WORK INSTRUCTIONS ▸ Gather every line of the listing below that contains the word "traffic", and copy each one as it appears.

Rows from a dataset:
[BEGIN]
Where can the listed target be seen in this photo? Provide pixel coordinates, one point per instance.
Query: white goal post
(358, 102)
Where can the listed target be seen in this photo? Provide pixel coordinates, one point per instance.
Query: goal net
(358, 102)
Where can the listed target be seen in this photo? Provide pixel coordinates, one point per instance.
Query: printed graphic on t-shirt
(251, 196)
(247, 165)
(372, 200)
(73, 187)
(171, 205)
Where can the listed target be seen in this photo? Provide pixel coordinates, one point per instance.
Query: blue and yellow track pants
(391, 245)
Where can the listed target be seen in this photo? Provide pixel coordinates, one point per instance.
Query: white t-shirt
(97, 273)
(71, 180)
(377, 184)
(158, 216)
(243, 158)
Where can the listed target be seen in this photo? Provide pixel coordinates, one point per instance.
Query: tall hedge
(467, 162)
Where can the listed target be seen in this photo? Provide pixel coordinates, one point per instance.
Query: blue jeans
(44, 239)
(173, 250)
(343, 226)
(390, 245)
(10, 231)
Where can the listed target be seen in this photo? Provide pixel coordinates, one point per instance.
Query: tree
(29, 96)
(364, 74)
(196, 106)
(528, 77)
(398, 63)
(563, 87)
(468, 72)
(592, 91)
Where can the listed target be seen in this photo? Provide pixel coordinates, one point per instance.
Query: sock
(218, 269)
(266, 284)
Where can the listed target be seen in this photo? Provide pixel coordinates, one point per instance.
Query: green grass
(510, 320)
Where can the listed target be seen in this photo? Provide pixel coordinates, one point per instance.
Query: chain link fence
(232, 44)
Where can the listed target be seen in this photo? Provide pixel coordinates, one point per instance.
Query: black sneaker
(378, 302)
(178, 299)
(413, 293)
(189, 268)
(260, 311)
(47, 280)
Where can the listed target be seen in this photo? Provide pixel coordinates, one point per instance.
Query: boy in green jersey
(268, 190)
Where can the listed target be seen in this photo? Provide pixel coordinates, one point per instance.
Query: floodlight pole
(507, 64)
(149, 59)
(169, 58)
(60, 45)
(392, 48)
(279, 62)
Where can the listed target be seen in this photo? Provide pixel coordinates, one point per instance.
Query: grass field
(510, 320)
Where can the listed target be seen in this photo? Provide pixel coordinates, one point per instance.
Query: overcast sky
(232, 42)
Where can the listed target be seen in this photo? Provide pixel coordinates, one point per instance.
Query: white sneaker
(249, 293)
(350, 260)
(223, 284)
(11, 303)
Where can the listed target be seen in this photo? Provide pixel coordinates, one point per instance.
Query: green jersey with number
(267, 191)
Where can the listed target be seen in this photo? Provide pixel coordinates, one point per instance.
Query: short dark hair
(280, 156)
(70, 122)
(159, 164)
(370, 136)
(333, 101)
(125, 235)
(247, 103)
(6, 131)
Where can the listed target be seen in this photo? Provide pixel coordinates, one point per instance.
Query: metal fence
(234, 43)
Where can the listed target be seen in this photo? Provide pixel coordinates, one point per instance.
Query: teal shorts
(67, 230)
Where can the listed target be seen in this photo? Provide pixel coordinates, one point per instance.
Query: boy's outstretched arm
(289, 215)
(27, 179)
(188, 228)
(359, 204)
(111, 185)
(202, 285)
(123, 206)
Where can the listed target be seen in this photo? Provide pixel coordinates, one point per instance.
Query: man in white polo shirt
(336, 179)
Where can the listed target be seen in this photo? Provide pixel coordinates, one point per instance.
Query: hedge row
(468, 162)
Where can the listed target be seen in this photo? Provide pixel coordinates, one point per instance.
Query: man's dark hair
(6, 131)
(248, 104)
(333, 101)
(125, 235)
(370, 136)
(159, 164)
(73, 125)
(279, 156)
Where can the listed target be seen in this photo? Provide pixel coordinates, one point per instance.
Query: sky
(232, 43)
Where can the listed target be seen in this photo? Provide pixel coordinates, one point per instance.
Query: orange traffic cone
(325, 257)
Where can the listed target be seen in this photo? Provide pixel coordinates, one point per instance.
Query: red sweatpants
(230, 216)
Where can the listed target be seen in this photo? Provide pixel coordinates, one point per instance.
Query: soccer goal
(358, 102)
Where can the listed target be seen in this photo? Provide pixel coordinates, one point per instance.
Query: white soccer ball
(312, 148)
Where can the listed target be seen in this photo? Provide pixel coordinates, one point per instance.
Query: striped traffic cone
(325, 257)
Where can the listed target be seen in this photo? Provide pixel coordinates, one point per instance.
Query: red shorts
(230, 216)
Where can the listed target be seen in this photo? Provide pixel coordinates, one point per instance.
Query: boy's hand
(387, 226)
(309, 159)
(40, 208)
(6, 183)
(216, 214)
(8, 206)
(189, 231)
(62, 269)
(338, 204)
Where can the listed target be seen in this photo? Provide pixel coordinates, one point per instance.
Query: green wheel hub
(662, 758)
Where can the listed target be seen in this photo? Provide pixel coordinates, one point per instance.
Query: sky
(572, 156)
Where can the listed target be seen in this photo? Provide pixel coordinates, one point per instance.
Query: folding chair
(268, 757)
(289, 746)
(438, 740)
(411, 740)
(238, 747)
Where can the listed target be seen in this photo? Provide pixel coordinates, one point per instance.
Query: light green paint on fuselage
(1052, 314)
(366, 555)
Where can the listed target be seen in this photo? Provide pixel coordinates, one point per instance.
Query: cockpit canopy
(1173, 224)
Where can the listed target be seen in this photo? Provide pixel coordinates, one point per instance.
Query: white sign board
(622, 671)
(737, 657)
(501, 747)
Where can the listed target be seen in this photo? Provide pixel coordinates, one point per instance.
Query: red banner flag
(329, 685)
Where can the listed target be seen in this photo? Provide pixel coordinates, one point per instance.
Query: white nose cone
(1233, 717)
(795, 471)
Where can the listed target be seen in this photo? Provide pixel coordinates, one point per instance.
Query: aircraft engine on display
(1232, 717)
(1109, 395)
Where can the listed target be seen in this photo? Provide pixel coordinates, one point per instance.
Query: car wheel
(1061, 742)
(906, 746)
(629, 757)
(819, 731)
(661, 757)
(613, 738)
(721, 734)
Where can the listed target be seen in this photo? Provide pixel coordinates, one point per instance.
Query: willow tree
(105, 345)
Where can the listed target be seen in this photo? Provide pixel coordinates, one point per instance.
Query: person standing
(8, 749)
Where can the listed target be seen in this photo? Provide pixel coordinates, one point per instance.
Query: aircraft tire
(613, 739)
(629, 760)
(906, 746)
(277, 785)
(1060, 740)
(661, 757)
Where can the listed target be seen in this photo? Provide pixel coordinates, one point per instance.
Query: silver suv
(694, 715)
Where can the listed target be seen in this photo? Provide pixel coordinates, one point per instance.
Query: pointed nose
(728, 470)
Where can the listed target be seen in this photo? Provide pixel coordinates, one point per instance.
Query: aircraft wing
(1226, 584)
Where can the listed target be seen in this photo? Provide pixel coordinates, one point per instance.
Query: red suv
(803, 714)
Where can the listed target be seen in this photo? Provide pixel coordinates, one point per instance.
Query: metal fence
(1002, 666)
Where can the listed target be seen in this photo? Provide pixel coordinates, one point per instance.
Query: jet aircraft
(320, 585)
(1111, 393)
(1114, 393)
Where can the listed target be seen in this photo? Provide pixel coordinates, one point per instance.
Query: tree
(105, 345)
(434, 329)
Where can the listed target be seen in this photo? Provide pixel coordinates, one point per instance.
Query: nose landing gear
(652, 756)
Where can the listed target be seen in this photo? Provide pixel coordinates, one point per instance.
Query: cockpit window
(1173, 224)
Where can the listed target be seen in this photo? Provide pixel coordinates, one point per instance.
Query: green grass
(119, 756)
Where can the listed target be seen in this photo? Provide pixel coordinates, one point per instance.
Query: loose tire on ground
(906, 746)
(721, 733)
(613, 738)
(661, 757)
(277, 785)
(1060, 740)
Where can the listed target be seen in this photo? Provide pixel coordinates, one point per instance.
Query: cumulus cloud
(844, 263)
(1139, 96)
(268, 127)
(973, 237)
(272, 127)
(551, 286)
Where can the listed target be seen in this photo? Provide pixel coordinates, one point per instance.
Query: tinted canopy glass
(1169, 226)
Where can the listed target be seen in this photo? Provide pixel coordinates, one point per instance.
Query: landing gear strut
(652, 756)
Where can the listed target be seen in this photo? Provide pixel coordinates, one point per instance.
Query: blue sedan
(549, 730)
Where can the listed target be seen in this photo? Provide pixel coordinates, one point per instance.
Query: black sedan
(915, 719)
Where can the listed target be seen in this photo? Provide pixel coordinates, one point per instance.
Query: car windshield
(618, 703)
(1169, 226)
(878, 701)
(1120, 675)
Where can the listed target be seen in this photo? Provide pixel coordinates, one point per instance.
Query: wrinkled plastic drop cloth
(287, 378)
[END]
ANSWER TO THIS EXERCISE ▸
Query: orange traffic cone
Query: striped traffic cone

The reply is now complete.